Potrebbe essere questa la soluzione per Marianne? Incontri al di fuori delle norme convenzionali e sociali? Dopotutto, Oslo sembra essere una città unica, dove le app di incontri sfornano effettivamente un discreto gruppo di single che, dopo aver tentato la fortuna nel pericoloso mondo degli incontri online, riescono ben presto a ottenere un incontro. Quello di Marianne è l'incontro con un uomo sposato, che ritarda volontariamente la rivelazione di questa informazione fino a quando l'atto è compiuto. È una serata divertente, ma si ha la sensazione che Marianne stia lottando contro la mentalità usa e getta che caratterizza questi incontri. Tor, invece, incontra Bjorn (Lars Jacob Holm), con il quale instaura subito un legame intellettuale. Quando quest'ultimo si presenta in ospedale per una prostatectomia, Tor non può fare a meno di offrire il suo aiuto.
È questo lo sconvolgimento sessuale promesso dal film? Forse si tratta di un divario generazionale tra il regista e chi scrive, ma buona parte delle questioni sollevate sembrano ricondursi al comune denominatore dei problemi relazionali: la mancanza di comunicazione e l'autoinganno. Tor afferma ripetutamente di non essere interessato a Bjorn, ma continua a controllare gli orari degli interventi. Si offre di comprargli la spesa, con l'aggiunta di coccole. È poco etico per un medico professionista? Certo. Tor è davvero innamorato? Chi lo sa. “Sto dando segnali sbagliati?”, chiede a Marianne. Lei, invece, si chiede se sia il caso di continuare a incontrare Ole, visto che questo la costringerebbe ad assumersi la responsabilità delle sue figlie.

==================================================

| Consegna |
Nella recensione del film, perché chi scrive dubita che le vicende raccontate siano davvero lo "sconvolgimento sessuale promesso dal film"? Rispondi in una-tre frasi.

==================================================

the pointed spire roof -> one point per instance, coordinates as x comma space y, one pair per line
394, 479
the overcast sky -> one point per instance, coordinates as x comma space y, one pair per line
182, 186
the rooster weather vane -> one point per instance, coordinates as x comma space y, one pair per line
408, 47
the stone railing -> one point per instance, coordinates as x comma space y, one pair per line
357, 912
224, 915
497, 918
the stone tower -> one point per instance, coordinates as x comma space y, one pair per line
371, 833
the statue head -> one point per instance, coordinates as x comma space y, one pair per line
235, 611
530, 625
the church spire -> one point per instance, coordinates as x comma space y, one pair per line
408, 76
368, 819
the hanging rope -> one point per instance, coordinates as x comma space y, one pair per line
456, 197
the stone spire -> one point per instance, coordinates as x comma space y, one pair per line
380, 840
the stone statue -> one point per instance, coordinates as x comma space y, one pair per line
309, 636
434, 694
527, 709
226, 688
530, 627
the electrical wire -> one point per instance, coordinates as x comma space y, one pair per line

==================================================

| Soluzione |
Secondo chi scrive, buona parte delle questioni sollevate si riconduce al comune denominatore dei problemi relazionali, cioè la mancanza di comunicazione e l'autoinganno. Ne è un esempio Tor, che afferma ripetutamente di non essere interessato a Bjorn ma continua a controllare gli orari degli interventi. Chi scrive ammette però che potrebbe trattarsi di un divario generazionale con il regista.